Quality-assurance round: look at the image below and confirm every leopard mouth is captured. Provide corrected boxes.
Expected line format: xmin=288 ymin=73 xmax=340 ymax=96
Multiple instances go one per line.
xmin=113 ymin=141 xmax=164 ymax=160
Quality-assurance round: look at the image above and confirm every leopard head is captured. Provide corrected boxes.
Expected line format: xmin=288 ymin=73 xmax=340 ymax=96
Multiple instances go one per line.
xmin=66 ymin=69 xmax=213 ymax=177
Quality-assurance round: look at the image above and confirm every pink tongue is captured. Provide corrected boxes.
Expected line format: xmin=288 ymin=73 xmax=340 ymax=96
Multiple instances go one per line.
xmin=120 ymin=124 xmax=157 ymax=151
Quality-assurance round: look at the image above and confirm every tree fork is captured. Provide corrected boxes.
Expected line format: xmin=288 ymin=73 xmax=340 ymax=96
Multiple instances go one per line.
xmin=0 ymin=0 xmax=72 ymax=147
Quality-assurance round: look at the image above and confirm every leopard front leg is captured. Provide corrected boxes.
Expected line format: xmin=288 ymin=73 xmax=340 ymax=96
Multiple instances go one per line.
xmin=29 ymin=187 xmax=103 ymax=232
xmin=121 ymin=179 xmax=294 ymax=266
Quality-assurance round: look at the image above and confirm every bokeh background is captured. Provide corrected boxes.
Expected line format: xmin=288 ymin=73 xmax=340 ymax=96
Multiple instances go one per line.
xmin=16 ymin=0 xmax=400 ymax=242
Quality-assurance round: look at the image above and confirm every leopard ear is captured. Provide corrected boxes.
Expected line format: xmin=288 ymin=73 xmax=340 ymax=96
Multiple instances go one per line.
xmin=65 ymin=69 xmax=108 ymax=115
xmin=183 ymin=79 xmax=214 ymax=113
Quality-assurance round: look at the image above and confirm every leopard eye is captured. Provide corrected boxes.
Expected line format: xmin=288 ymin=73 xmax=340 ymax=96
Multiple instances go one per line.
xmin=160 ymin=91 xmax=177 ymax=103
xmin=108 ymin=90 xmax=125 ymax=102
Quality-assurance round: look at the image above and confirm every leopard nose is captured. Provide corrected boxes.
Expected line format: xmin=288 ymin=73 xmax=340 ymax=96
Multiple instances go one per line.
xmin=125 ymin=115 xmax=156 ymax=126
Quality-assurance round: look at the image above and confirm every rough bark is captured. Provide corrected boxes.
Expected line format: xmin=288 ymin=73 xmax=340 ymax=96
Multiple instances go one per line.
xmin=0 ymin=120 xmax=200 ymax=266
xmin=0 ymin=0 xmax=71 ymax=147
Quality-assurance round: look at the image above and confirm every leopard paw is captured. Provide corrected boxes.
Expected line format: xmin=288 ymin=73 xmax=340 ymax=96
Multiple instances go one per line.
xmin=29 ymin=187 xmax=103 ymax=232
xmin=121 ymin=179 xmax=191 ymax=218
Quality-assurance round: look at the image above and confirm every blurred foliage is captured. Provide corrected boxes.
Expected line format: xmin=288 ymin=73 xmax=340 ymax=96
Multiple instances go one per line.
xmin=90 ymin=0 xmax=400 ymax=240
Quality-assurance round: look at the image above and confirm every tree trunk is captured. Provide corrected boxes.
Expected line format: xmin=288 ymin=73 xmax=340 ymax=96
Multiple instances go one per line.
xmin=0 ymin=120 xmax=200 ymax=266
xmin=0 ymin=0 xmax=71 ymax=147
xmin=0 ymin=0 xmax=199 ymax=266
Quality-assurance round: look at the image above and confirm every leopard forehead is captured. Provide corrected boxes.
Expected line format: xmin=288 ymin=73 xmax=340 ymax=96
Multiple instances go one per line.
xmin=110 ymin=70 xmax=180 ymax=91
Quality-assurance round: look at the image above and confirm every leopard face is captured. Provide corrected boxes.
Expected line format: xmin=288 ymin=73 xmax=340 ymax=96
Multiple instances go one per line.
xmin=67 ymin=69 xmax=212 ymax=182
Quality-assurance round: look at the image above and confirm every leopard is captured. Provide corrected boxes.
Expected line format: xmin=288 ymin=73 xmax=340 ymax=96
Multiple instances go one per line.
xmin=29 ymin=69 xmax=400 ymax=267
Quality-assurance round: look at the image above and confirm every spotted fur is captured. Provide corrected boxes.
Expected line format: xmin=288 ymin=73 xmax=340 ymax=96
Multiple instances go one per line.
**********
The problem = Reproduce all of the records above verbatim, line by line, with no change to any character.

Written answer =
Quality-assurance round: look at the image below and confirm every leopard mouth is captured. Provide corrected boxes.
Expected line format: xmin=288 ymin=73 xmax=340 ymax=96
Multiple instances go one per line.
xmin=113 ymin=141 xmax=164 ymax=160
Quality-assurance round: look at the image above and confirm every leopard head is captured. Provide corrected boxes.
Expected line format: xmin=288 ymin=73 xmax=340 ymax=96
Multiple instances go one per line.
xmin=66 ymin=69 xmax=213 ymax=177
Quality-assurance round: look at the image above and confirm every pink tongue is captured. Provide corrected boxes.
Expected line format: xmin=288 ymin=73 xmax=340 ymax=96
Multiple instances go one per line.
xmin=120 ymin=124 xmax=157 ymax=151
Quality-assurance round: look at the image above and confirm every tree fork is captured. Provide corrected boxes.
Expected line format: xmin=288 ymin=73 xmax=340 ymax=96
Multiple instances go one per line.
xmin=0 ymin=0 xmax=72 ymax=147
Quality-assurance round: look at the image above and confirm every leopard front leg is captured. Provide corrected boxes.
Expected line format: xmin=288 ymin=73 xmax=340 ymax=96
Multiple instances go one per line.
xmin=29 ymin=187 xmax=103 ymax=232
xmin=121 ymin=179 xmax=294 ymax=266
Quality-assurance round: look at the image above and confirm every bokeh background is captured. Provide corrected boxes.
Expected line format: xmin=288 ymin=73 xmax=340 ymax=96
Multiple instances go one per line.
xmin=16 ymin=0 xmax=400 ymax=242
Quality-assurance round: look at the image above and confirm every leopard ear is captured. Provide corrected boxes.
Expected line format: xmin=288 ymin=73 xmax=340 ymax=96
Multiple instances go one per line.
xmin=65 ymin=69 xmax=108 ymax=115
xmin=183 ymin=79 xmax=214 ymax=113
Quality-assurance round: look at the image above and confirm every leopard eye is captured. Provide corrected boxes.
Expected line format: xmin=288 ymin=73 xmax=340 ymax=96
Multiple instances go one per line.
xmin=160 ymin=91 xmax=177 ymax=103
xmin=108 ymin=90 xmax=125 ymax=102
Quality-assurance round: look at the image above and confirm every leopard nose is captured. Provide corrected boxes.
Expected line format: xmin=288 ymin=73 xmax=340 ymax=96
Multiple instances go one per line.
xmin=125 ymin=115 xmax=156 ymax=126
Quality-assurance round: look at the image above and confirm every rough bark is captured. Provide corrected boxes.
Expected line format: xmin=288 ymin=73 xmax=340 ymax=96
Multiple instances go one per line.
xmin=0 ymin=120 xmax=200 ymax=266
xmin=0 ymin=0 xmax=71 ymax=147
Quality-assurance round: look at the image above and confirm every leopard paw is captured. Provide corrected boxes.
Expected line format: xmin=288 ymin=73 xmax=340 ymax=96
Multiple instances go one per line.
xmin=29 ymin=187 xmax=103 ymax=232
xmin=121 ymin=179 xmax=191 ymax=218
Quality-assurance round: look at the image above and confirm every blurred foliage is captured. Provide corrected boxes.
Expected line format: xmin=288 ymin=73 xmax=340 ymax=96
Multiple instances go one per line.
xmin=90 ymin=0 xmax=400 ymax=240
Quality-assurance round: look at the image above and confirm every tree trunk is captured. Provide corrected boxes.
Expected line format: xmin=288 ymin=73 xmax=340 ymax=96
Multiple instances go one per line.
xmin=0 ymin=120 xmax=200 ymax=266
xmin=0 ymin=0 xmax=71 ymax=147
xmin=0 ymin=0 xmax=199 ymax=266
Quality-assurance round: look at the image above and confirm every leopard forehead is captured. Provide corrected boxes.
Expected line format: xmin=288 ymin=73 xmax=340 ymax=96
Multiple instances go one per line.
xmin=110 ymin=70 xmax=180 ymax=91
Quality-assurance round: look at the image above and confirm every leopard face is captured. Provide corrected boxes.
Expected line format: xmin=288 ymin=73 xmax=340 ymax=96
Multiple instances go one per line.
xmin=67 ymin=69 xmax=212 ymax=182
Quality-assurance round: look at the image above and confirm every leopard is captured. Provide corrected boxes.
Expected line format: xmin=288 ymin=73 xmax=340 ymax=96
Multiple instances go one per line.
xmin=29 ymin=69 xmax=400 ymax=267
Quality-assurance round: look at the image above and confirm every spotted fur is captured. Provide corrected boxes.
Expected line format: xmin=288 ymin=73 xmax=340 ymax=96
Multiple instances go one per line.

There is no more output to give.